**Assignment**
A complete, exact retyping of the data below is required.

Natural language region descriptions
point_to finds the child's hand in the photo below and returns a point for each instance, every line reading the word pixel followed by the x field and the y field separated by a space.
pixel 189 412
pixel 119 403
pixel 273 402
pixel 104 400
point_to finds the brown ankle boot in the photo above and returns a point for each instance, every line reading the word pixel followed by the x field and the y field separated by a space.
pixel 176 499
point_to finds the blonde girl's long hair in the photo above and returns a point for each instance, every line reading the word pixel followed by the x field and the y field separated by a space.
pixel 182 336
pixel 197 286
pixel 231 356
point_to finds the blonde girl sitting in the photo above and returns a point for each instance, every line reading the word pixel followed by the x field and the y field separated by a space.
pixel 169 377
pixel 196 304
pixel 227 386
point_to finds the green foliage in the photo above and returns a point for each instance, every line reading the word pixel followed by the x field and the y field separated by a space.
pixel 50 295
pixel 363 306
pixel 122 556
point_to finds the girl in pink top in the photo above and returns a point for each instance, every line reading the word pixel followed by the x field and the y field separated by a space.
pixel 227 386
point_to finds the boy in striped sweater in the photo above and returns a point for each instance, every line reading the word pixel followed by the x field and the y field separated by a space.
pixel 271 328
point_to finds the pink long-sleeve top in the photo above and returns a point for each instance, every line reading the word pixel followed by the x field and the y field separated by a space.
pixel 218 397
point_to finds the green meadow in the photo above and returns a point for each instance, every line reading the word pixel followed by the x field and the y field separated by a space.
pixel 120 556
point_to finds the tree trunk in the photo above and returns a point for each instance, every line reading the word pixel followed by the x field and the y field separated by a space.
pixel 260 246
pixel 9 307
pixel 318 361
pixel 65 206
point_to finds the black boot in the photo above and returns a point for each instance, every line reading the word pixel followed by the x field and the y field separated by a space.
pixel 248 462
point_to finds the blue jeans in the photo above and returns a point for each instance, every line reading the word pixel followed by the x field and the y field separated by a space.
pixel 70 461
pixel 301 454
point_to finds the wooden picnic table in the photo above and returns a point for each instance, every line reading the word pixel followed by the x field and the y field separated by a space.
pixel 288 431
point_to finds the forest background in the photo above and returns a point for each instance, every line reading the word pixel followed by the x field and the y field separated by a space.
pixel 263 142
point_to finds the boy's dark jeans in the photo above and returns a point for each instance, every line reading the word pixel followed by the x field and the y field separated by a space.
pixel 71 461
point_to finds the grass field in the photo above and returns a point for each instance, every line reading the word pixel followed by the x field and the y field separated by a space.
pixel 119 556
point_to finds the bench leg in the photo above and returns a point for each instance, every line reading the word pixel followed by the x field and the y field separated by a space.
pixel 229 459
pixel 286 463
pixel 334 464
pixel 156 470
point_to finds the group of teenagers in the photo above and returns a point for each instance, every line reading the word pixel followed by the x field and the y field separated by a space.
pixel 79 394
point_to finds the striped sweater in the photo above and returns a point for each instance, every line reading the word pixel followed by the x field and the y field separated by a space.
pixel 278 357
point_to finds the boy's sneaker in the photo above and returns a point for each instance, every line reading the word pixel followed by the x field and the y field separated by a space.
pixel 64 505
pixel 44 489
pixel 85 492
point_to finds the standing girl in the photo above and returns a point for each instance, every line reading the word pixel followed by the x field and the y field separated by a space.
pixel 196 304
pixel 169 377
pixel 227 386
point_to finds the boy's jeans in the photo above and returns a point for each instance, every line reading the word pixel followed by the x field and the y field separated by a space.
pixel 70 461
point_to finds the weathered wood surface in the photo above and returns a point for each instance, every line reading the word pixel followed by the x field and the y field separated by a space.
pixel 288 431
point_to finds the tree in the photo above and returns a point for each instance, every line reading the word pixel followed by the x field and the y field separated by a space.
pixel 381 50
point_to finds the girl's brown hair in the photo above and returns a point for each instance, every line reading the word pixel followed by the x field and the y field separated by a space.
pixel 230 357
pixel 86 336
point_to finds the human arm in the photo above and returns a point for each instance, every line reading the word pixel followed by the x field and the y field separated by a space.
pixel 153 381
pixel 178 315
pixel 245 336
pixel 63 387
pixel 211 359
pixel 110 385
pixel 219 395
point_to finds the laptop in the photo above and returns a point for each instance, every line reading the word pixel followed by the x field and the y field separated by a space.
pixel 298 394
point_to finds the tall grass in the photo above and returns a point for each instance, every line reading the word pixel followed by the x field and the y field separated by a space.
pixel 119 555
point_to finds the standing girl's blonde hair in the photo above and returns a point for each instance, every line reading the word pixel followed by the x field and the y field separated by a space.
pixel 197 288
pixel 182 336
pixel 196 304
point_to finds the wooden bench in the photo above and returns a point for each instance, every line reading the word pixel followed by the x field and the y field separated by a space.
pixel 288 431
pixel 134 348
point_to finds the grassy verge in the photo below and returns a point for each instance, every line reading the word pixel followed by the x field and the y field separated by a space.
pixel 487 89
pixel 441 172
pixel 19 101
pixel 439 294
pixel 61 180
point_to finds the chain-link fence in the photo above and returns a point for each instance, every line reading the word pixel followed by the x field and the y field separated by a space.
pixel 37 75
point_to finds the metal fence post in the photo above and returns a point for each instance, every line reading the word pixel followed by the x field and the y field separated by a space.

**Task result**
point_to finds the child's hand in the photo below and returns a point for each instance, every line reading the word pixel followed by the x field and the y field separated by a space.
pixel 189 412
pixel 119 403
pixel 273 402
pixel 104 400
point_to finds the brown ankle boot in the photo above and returns a point for each instance, every line reading the word pixel followed by the x field and the y field separated by a space.
pixel 176 499
point_to finds the blonde girl's long hair in the photo above and returns a point for each instance, every line reading the word pixel followed by the x field and the y field separated by a space.
pixel 182 336
pixel 197 286
pixel 231 356
point_to finds the blonde girl sitting in the photo above and returns a point for each instance, every line reading the word pixel followed by the x field and the y field separated by a space.
pixel 169 377
pixel 196 304
pixel 227 386
point_to finds the green foliage in the photo above and returns a point for each instance, every line reading the word pixel followed by the x field and the y field separated by a space.
pixel 50 295
pixel 363 306
pixel 122 556
point_to finds the girl in pink top in the photo above and returns a point for each instance, every line reading the word pixel followed by the x field and the y field separated by a space.
pixel 227 386
point_to finds the boy in striped sweater in the photo above and returns a point for each instance, every line reading the word pixel followed by the x field and the y field separated by a space.
pixel 271 328
point_to finds the pink long-sleeve top in the photo above and returns a point for each instance, every line reading the word pixel followed by the x field and the y field separated by a space.
pixel 218 397
point_to finds the green meadow in the photo above and returns a point for each instance, every line reading the word pixel followed by the x field and the y field separated by a space.
pixel 120 556
point_to finds the tree trunk in the photo above and returns a point for each instance, every line reading the word pixel followed by the x field and the y field separated by a space.
pixel 260 246
pixel 9 307
pixel 318 361
pixel 65 206
point_to finds the black boot in the photo above and returns a point for each instance, every line reading the word pixel followed by the x field and the y field separated by a space.
pixel 248 462
point_to finds the blue jeans in the photo above and returns a point for each instance, every line reading the word pixel followed by the x field and the y field separated by a space.
pixel 70 461
pixel 301 454
point_to finds the wooden picnic table in the photo above and returns a point for each instance, every line reading the word pixel followed by the x field and the y field separated by a space.
pixel 288 431
point_to finds the forest background in the photo above and returns a point for each instance, every line reading the word pixel followed by the x field and the y field separated by a space.
pixel 263 142
point_to finds the boy's dark jeans in the photo above and returns a point for each instance, every line reading the word pixel followed by the x field and the y field separated by a space.
pixel 71 461
point_to finds the grass field in the photo above and returns a point for each instance, every line reading the word pixel followed by the x field and the y field separated by a space.
pixel 119 556
point_to finds the bench leg in the photo above and returns a point for each instance, every line reading the word pixel followed by the x field and the y field separated by a space.
pixel 229 459
pixel 286 463
pixel 334 464
pixel 156 470
point_to finds the group of teenagers in the photo above and returns a point for each instance, every line reading the word pixel followed by the x field and the y field separated by a space.
pixel 79 394
point_to finds the striped sweater in the photo above and returns a point for each instance, every line reading the word pixel followed by the x field and the y field separated by a space.
pixel 278 357
point_to finds the boy's sneaker in the photo above and returns a point for each instance, every line reading the word pixel followed by the x field and the y field separated by a space.
pixel 64 505
pixel 44 489
pixel 85 492
point_to finds the standing girl in the photo above and returns a point for each instance, every line reading the word pixel followed by the x field and the y field separated by a space.
pixel 196 304
pixel 169 377
pixel 227 386
point_to finds the boy's jeans in the photo above and returns a point for each instance, every line reading the word pixel followed by the x field and the y field separated by a space.
pixel 70 461
point_to finds the weathered wood surface in the photo above and returns a point for each instance, every line reading the word pixel followed by the x field and the y field separated by a space.
pixel 288 431
point_to finds the tree in the photo above and returns a point for each instance, every line reading the word pixel followed by the x field and the y field separated by a space.
pixel 381 50
point_to finds the girl's brown hair in the photo above and returns a point for each instance, every line reading the word pixel followed by the x field and the y field separated by a space.
pixel 230 357
pixel 86 336
point_to finds the human arm in the photo above and returns a point for each instance, every line reading the word pixel followed by the x field and the y field separated by a space.
pixel 153 381
pixel 178 315
pixel 245 336
pixel 63 387
pixel 211 359
pixel 110 385
pixel 219 395
point_to finds the laptop in the photo above and returns a point for each instance, every line reading the word pixel followed by the x field and the y field separated by a space.
pixel 298 394
point_to finds the tall grass in the photo above and returns a point for each instance, every line reading the word pixel followed by the x field and the y field separated by a space.
pixel 119 555
point_to finds the standing girl's blonde hair in the photo above and returns a point for each instance, every line reading the word pixel followed by the x field and the y field separated by a space.
pixel 197 288
pixel 182 336
pixel 196 304
point_to finds the wooden bench in the photo above and returns a point for each instance, every line reading the word pixel followed by the x field and the y field separated by a space.
pixel 288 431
pixel 134 348
point_to finds the grassy verge in the photo below and returns a point for each instance, every line reading the word pixel followed by the x field and the y field separated by a space.
pixel 487 89
pixel 441 172
pixel 19 101
pixel 439 294
pixel 61 180
point_to finds the chain-link fence in the photo above and returns a point for each instance, every line reading the word pixel followed by the x field and the y field separated by a space.
pixel 37 75
point_to finds the metal fence post in the photo above and returns a point for each instance, every line reading the word pixel followed by the x field and the y field separated by a space.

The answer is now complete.